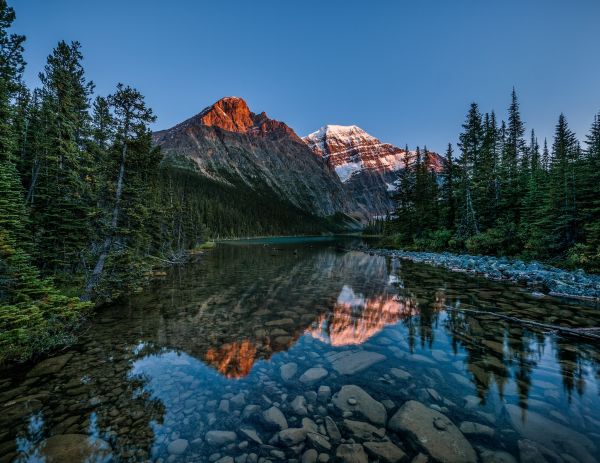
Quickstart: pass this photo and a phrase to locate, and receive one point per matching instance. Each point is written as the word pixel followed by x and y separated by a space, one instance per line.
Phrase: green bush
pixel 501 240
pixel 34 316
pixel 437 240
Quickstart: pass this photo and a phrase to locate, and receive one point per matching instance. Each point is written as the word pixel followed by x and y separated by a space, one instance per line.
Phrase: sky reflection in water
pixel 190 353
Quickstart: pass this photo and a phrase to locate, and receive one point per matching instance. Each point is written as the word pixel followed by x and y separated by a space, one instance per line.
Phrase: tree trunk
pixel 99 268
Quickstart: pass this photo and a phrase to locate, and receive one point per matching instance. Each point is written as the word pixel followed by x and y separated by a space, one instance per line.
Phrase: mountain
pixel 229 144
pixel 367 167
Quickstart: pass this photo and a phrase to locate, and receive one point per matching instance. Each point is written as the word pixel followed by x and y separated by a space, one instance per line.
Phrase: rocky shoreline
pixel 539 277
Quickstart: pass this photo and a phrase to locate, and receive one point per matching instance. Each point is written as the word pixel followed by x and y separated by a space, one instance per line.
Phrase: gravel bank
pixel 540 277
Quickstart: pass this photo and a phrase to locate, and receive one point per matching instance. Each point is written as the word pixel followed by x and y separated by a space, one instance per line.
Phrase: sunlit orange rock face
pixel 233 360
pixel 232 114
pixel 355 319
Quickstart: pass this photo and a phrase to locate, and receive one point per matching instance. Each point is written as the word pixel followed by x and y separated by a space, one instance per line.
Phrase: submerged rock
pixel 551 435
pixel 220 438
pixel 288 371
pixel 292 436
pixel 74 448
pixel 385 452
pixel 351 453
pixel 313 375
pixel 178 447
pixel 49 366
pixel 432 432
pixel 274 418
pixel 351 398
pixel 349 363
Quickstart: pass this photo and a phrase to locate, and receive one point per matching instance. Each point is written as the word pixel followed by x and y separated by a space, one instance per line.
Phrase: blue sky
pixel 405 71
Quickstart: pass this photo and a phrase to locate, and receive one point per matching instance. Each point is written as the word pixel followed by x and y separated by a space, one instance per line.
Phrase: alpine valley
pixel 340 175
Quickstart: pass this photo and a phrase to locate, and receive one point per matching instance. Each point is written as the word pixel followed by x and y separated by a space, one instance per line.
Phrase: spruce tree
pixel 512 153
pixel 63 198
pixel 447 193
pixel 470 144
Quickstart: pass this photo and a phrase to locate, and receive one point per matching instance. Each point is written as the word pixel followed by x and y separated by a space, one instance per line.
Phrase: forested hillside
pixel 87 204
pixel 507 195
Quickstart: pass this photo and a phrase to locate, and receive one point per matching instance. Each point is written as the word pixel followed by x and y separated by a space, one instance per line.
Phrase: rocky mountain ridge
pixel 367 167
pixel 228 143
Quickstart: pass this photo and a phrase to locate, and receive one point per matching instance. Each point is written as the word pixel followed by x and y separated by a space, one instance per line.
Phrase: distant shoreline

EXERCISE DESCRIPTION
Please repeat everything in the data above except the pictures, exactly as it reads.

SOLUTION TO THIS PROBLEM
Quickstart: pass this photo and a phrase to locate, and receive one point per matching instance. Each point is written as the word pixel followed by x and y separated by a space, one instance per line.
Phrase: green bush
pixel 501 240
pixel 34 316
pixel 437 240
Quickstart: pass this photo and a phrase to locate, and receive one point per matching instance. Each point is written as the word pixel followed by x and y separated by a space, one instance per line.
Phrase: sky reflection in water
pixel 190 353
Quickstart: pass this photo and a phrase to locate, and receive one point per matching instance. Each point is written as the word pixel followed by x and y separated by a space, one instance per line.
Phrase: tree trunk
pixel 99 268
Quickstart: pass this photo and a phrase to locate, and receive one point per matching instance. Each point is written as the word pixel followed by x and y separated by a space, one instance per line.
Phrase: mountain
pixel 229 144
pixel 367 167
Quickstart: pass this photo and a phrase to locate, and receive one point per matching instance. Each point is written as the word pixel followed by x and y separated by a space, one instance per line.
Phrase: rocky shoreline
pixel 539 277
Quickstart: pass this photo and a phrase to locate, and receive one point per matching instance. Each point is written as the word pixel followed by x and y separated by a space, one instance per line.
Phrase: gravel bank
pixel 540 277
Quickstart: pass this photo and a phrase to locate, and receive one point per matching instance. Each point is written as the word pixel followed by x and y separated by a space, one instance per line.
Phrase: sunlit orange rock face
pixel 233 360
pixel 232 114
pixel 355 319
Quickstart: pass this photo and a phrase to locate, and receive one point per matching instance. Each point is written as the word pixel followed by x and y separated by a space, one instance per line.
Phrase: submerged rock
pixel 551 435
pixel 220 438
pixel 288 371
pixel 292 436
pixel 74 448
pixel 385 452
pixel 351 453
pixel 313 375
pixel 178 447
pixel 49 366
pixel 432 432
pixel 274 418
pixel 351 398
pixel 349 363
Quickstart: pass this photo and a phrase to locate, and receive one point per matching instance. Each point is written as the word pixel followed by x and y separated by a space, one instance per line.
Phrase: blue sky
pixel 405 71
Quickstart: pass this photo and a phrase to locate, and receive one point per matching instance. Each point is written as the word pixel followed by x and y separated by a space, one instance per line.
Phrase: alpine valley
pixel 340 175
Quickstart: pass this photo and a phrase to locate, and receive one point per matching instance. Each point is written as the word pixel followed by x and y separated by a space, one instance per line.
Phrase: spruce tree
pixel 512 153
pixel 63 198
pixel 447 193
pixel 470 144
Quickstart: pass this photo and a phrase to locate, and receive one point per matching instance. Each point is written as the word pixel followed by x and y separated by a space, one instance per line.
Phrase: forested hillside
pixel 87 204
pixel 507 195
Quickstart: pass this photo and a phrase to locate, and receive one point per matching instance. Each point is written as the word pixel followed by x and y separated by a space, one instance per line.
Phrase: rocky mountain ridge
pixel 367 167
pixel 228 143
Quickstart: pass this photo and a phrase to locate, and receive one point per matching instance. Each point is written as the word pixel followed by x and y separated by a space, one instance per line.
Phrase: distant shoreline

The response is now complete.